Reproduce the material word for word, from its first line through the line containing "x=162 y=335", with that line included.

----- Data shown -----

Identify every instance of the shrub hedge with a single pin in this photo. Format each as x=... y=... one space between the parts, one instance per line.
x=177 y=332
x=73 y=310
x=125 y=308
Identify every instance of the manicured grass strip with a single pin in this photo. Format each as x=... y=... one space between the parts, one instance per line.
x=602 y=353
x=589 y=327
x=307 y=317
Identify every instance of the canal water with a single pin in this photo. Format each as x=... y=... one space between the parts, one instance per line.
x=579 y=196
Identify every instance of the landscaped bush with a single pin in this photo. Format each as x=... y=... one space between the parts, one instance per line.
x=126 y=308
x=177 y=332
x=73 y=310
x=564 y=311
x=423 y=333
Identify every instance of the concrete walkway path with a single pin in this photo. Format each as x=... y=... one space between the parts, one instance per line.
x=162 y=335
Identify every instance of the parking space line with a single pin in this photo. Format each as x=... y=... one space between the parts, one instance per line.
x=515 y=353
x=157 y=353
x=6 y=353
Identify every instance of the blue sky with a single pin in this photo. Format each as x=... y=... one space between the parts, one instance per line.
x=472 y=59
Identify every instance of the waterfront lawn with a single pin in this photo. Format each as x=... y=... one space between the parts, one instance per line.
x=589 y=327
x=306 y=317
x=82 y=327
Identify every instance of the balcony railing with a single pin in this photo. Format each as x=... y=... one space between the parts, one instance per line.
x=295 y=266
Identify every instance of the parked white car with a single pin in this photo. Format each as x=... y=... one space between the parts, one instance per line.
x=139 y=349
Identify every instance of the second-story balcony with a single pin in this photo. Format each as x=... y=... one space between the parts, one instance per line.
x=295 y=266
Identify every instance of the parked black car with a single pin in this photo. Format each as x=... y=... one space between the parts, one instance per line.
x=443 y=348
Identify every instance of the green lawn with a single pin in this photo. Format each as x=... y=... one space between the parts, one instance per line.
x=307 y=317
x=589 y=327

-----

## [Result]
Identify every instance of the shrub hedge with a single pin in this photo. Format each as x=... y=... one space between the parts, one instance per line.
x=177 y=332
x=73 y=310
x=125 y=308
Identify every instance of the manicured grass strip with a single pin in this photo. Format each as x=... y=... one space between the parts, one instance per line.
x=602 y=353
x=589 y=327
x=307 y=317
Identify every instance of the canal water with a single pin in this photo. Format each as x=... y=... one space between the parts, one instance per line.
x=579 y=196
Identify every instance of the landscaped bush with a single pin in this photo. Format each as x=... y=... one space between the parts, one instance per line.
x=126 y=308
x=177 y=332
x=73 y=310
x=564 y=311
x=423 y=333
Identify every instance of the concrete walkway path with a single pin in this photo. Format each as x=... y=... one space between the parts, one instance per line.
x=162 y=335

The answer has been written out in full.